Document passage:
- Native name: Canadian Figure Skating Hall of Fame (former)
- Description: Sports hall of fame recognizing individuals who have made outstanding contributions to figure skating in Canada
- Country: Canada
- Presented by: Skate Canada

= Skate Canada Hall of Fame =

The Skate Canada Hall of Fame is the sports hall of fame for figure skating maintained by Skate Canada. It was established in 1990 as the Canadian Figure Skating Hall of Fame. The members are inducted into one of four categories that best represents the inductee's contributions to skating in Canada: athletes, coaches, builders, and officials. There is no physical home for the Hall of Fame; the offices of Skate Canada house historical artifacts and information about its honoured members.

Your tasks:
• a. In the Hall of Fame passage, rewrite the part that opens with the words containing "- Native name: Canadian" and closes with "its honoured members.", swapping "athletes" for "skaters".
• b. Condense the paragraph of the Hall of Fame passage beginning "The Skate Canada Hall of Fame is" into a short bulleted list of its main facts.
The rows have no role in this work.

Given data:
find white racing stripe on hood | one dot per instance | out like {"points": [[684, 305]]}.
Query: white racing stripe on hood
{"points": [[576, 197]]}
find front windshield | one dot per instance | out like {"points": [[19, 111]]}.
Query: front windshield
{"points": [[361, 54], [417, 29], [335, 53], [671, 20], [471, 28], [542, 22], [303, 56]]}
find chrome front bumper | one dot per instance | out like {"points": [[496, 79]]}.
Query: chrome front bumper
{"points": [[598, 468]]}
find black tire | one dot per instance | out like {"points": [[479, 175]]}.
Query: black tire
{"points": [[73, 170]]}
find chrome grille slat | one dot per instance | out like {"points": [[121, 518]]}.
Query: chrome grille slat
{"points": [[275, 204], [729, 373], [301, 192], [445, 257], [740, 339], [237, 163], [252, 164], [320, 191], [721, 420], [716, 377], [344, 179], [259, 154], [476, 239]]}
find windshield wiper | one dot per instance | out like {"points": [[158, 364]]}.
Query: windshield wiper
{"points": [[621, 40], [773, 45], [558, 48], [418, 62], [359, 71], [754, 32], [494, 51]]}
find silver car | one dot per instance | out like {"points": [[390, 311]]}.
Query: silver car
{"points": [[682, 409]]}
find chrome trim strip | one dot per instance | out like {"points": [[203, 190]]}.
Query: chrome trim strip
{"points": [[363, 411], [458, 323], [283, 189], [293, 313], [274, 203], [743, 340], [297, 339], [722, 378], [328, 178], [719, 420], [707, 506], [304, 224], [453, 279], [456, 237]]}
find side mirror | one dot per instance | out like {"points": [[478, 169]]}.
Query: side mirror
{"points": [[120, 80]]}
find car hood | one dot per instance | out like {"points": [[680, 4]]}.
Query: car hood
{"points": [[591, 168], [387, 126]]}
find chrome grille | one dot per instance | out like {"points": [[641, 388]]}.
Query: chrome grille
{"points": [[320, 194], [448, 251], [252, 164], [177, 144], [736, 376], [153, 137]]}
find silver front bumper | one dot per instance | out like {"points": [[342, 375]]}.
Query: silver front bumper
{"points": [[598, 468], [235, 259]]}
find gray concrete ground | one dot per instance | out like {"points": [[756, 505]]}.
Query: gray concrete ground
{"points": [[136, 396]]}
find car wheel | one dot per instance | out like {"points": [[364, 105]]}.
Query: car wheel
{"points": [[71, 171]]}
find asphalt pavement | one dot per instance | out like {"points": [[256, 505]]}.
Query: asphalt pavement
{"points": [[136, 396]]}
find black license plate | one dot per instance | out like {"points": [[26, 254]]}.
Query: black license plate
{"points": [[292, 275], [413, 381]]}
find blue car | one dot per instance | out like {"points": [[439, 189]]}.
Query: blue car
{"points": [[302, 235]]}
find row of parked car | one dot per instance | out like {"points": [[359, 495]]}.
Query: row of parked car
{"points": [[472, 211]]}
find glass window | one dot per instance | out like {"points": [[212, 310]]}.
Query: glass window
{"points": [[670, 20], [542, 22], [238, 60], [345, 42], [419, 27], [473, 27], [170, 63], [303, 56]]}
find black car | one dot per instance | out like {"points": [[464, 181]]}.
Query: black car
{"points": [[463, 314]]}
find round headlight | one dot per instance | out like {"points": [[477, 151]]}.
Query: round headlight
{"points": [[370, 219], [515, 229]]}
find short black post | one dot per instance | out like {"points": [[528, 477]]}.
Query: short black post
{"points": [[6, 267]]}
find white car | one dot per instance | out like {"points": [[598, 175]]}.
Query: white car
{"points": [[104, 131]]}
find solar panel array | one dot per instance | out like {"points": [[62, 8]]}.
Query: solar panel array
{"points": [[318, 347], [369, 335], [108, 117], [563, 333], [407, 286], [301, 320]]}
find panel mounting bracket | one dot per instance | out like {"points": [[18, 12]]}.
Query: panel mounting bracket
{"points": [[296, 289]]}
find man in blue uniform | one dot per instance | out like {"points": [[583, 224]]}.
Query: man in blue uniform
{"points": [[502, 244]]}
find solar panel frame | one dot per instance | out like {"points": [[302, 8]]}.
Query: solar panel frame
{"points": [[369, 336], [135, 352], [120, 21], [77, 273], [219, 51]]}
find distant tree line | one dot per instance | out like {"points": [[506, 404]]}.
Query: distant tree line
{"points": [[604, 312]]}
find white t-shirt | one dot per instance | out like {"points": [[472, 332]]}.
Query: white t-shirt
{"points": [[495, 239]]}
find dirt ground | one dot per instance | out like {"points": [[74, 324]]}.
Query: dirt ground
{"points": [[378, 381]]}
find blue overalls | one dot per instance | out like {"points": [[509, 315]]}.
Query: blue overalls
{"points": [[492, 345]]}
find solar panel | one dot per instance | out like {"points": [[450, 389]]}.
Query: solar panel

Responses in order:
• a.
- Native name: Canadian Figure Skating Hall of Fame (former)
- Description: Sports hall of fame recognizing individuals who have made outstanding contributions to figure skating in Canada
- Country: Canada
- Presented by: Skate Canada

= Skate Canada Hall of Fame =

The Skate Canada Hall of Fame is the sports hall of fame for figure skating maintained by Skate Canada. It was established in 1990 as the Canadian Figure Skating Hall of Fame. The members are inducted into one of four categories that best represents the inductee's contributions to skating in Canada: skaters, coaches, builders, and officials. There is no physical home for the Hall of Fame; the offices of Skate Canada house historical artifacts and information about its honoured members.

• b.
- Figure skating's sports hall of fame, maintained by Skate Canada
- Established in 1990 as the Canadian Figure Skating Hall of Fame
- Inducts members into one of four categories: athletes, coaches, builders, and officials
- Has no physical home; Skate Canada's offices house historical artifacts and information about its honoured members